[[ Provided text, beginning ]]

Skeptics make hay out of this situation. In his wildly popular book The God Delusion, Richard Dawkins marshaled the force of science against God almost entirely by making one point over and over: God can't be objectively verified. He didn't seem to realize that the point itself is pointless. Beauty, truth, love, morality, ethics, and every other aspect of our inner life cannot be verified by science, either. Shifting the burden of proof to the inner world leaves scientific measurement behind, but it doesn't make beauty, truth, morality, and the rest false. If I find Picasso beautiful and you don't, our disagreement isn't a matter of who's right and who's wrong. Each person's consciousness is a domain of personal experience that relies on itself. Having a right to your own opinion, however bizarre, is the same as asserting your own awareness.

It is this core fallacy, propounded endlessly by dogmatic atheists, that shows them to be proponents of scientism; not science. Such scientism says that that which can't be empirically demonstrated is disproved. A genuinely scientific approach, on the other hand, would consider it unproven. Big difference.

In reading the above, what popped into my head was that staple of college lit classes, The Yellow Wallpaper. (Text can be found here.) The largely autobiographical short story by Charlotte Perkins Gilman -- who, herself, suffered from post-pardum depression and was subjected to Weir Mitchell's "rest cure" -- graphically demonstrates how the cure was worse than the disease. The story, told in first person narrative, is a searing indictment of the best approach medical science of the time had to offer for the range of emotional and hormonal disruptions to which the "weaker sex" is prone. Confined for her "rest" to a room with hideous, faded, yellow wallpaper, she begins to decompensate. The wallpaper becomes a kind of giant Rorschach blot reflecting her devolution into madness. But this is not simply a story of progressive insanity. What drives the protagonist completely mad is not the post-pardum depression. The problem we find as the narrative unfolds is that creativity, love of beauty and nature, and sensitivity are all treated as part of her "pathology." She is colorful and imaginative but it is not her "fancies" that drive her inexorably into madness. Rather, it's the suppression of them. We see her soul crushed by the relentless empiricism, impatience, and intolerance, of her doctor husband.

John is practical in the extreme. He has no patience with faith, an intense horror of superstition, and he scoffs openly at any talk of things not to be felt and seen and put down in figures.

[[ Provided text, end ]]
[[ Provided records, beginning ]]

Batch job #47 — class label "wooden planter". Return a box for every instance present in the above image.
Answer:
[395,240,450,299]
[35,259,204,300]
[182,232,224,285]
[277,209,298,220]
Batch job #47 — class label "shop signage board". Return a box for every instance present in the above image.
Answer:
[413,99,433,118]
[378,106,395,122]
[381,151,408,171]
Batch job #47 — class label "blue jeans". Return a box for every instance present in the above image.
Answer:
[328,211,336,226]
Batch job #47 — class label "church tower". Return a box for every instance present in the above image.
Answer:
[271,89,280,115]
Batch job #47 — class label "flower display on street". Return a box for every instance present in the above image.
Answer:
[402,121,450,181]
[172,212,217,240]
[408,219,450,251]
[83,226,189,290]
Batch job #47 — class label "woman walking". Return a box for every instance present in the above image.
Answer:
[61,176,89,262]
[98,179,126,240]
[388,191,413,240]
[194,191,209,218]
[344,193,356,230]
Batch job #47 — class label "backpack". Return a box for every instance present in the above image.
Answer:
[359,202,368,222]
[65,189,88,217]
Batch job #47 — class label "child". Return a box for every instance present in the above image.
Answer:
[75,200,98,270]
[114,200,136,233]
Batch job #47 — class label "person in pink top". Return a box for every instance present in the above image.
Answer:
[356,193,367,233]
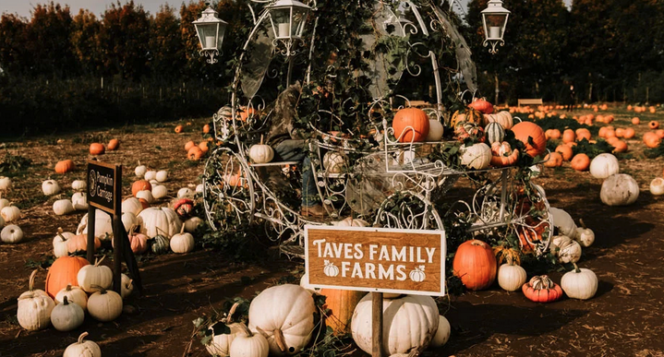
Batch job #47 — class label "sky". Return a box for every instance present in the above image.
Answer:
[0,0,572,17]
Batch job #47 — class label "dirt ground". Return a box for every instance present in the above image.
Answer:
[0,109,664,357]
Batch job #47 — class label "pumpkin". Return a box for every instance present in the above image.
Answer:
[55,284,88,311]
[459,143,492,170]
[498,255,528,291]
[570,154,590,171]
[131,180,152,197]
[521,275,563,303]
[42,180,60,196]
[484,123,505,145]
[228,323,271,357]
[249,284,316,356]
[452,239,497,290]
[76,256,113,292]
[171,224,195,253]
[88,288,122,322]
[0,224,23,244]
[90,143,106,155]
[55,160,74,174]
[62,332,101,357]
[425,119,444,142]
[590,154,620,179]
[16,270,55,331]
[560,264,599,300]
[319,289,366,335]
[468,98,493,114]
[46,256,89,297]
[108,139,120,151]
[51,296,85,331]
[512,121,546,157]
[430,315,452,346]
[599,174,639,206]
[138,207,182,238]
[491,141,519,167]
[650,177,664,196]
[351,294,439,356]
[392,108,429,143]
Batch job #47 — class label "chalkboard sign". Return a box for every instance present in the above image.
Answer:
[87,161,121,214]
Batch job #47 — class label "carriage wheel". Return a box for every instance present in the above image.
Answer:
[203,148,254,230]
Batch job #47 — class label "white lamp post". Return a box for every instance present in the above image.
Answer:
[482,0,510,54]
[193,2,228,64]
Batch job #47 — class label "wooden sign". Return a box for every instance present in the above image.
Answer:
[87,161,121,214]
[304,225,446,296]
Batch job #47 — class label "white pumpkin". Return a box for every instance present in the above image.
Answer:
[88,289,122,322]
[0,206,21,223]
[42,180,60,196]
[560,264,599,300]
[498,255,528,291]
[249,284,316,356]
[138,207,182,238]
[122,197,143,216]
[55,285,88,311]
[152,185,168,200]
[71,180,88,191]
[51,296,85,331]
[16,270,55,331]
[549,207,576,239]
[0,176,12,191]
[459,143,491,170]
[53,199,74,216]
[145,170,157,181]
[171,224,195,253]
[599,174,639,206]
[590,154,620,179]
[76,256,113,292]
[351,294,440,355]
[76,209,113,240]
[120,274,134,299]
[178,187,195,199]
[71,192,88,211]
[431,315,452,348]
[134,165,148,178]
[62,332,101,357]
[323,151,347,174]
[155,170,168,182]
[0,224,23,244]
[425,119,444,142]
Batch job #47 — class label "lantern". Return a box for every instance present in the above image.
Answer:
[194,2,228,63]
[482,0,510,54]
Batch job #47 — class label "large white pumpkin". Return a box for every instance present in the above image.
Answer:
[138,207,182,238]
[249,284,316,356]
[351,294,439,355]
[590,154,620,179]
[599,174,639,206]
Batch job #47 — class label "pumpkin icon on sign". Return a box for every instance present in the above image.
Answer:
[323,260,339,278]
[408,265,427,283]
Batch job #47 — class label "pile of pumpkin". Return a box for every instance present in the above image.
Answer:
[206,275,450,357]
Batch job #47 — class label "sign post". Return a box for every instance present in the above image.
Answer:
[86,161,142,294]
[304,225,446,357]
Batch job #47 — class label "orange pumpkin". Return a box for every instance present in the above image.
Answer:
[392,108,429,143]
[90,143,106,155]
[452,239,498,290]
[570,154,590,171]
[512,121,546,157]
[108,139,120,151]
[131,180,152,197]
[44,257,89,298]
[318,289,366,334]
[556,144,573,161]
[55,160,74,174]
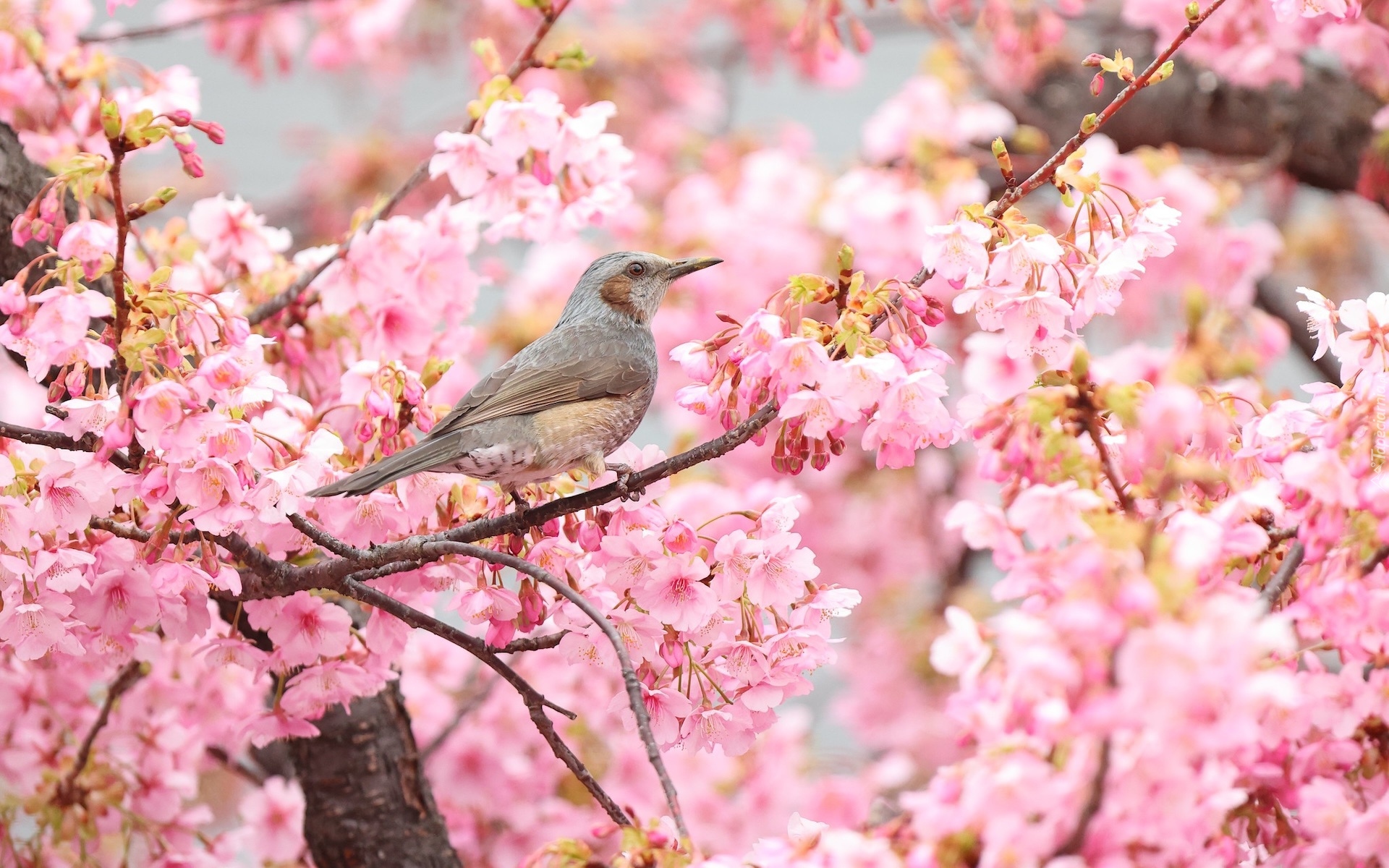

[[ Provided records, end ]]

→ **What the task asks**
Continue the essay on scientism and The Yellow Wallpaper, starting after its last sentence.

→ **Output**
John is a physician, and perhaps—(I would not say it to a living soul, of course, but this is dead paper and a great relief to my mind)—perhaps that is one reason I do not get well faster.

As we view this story, a century later, it serves as a telling reminder of science as an evolving study; not a dispenser of unassailable truth. Neurosurgeon Weir Mitchell was wrong and even admitted that Gillman's story caused him to reevaluate his approach. Gillman's decision to trust her own intuition and inner drives over doctor's orders saved her sanity. She chucked the rest cure and went back to pursuing her passions. Her tragic, fictional heroine followed the regimen and lost her mind. The real genius of the story is in how it depicts the disastrous effects of man's scientific and medical certitude -- his dismissal and devaluation of her inner truth -- on his wife's life and health.

Dealing with a lot of the New Atheists is just as maddening. The smug certainty that they've got the real lock on truth and that anyone who perceives a world of spirit is loopy makes me... well... not want to deal with them. I have all these "notions" about how people are entitled to their own interpretations of the world around them... and within them.

Psychologist Stan Grof goes farther still, bristling at the limitations of psychology itself for dealing fairly with the experiential awareness afforded by entheogens and other shamanic practices. Whether or not one pursues a shamanic or mystical path, we need the freedom to explore our own consciousness, even when these experiences cannot be seen or understood by others. It's a path towards, not away from, sanity and wholeness. It's having our spirits crushed by the relentless invalidation of  dogmatic prescriptivism, whether religious or atheist, that can be ruinous.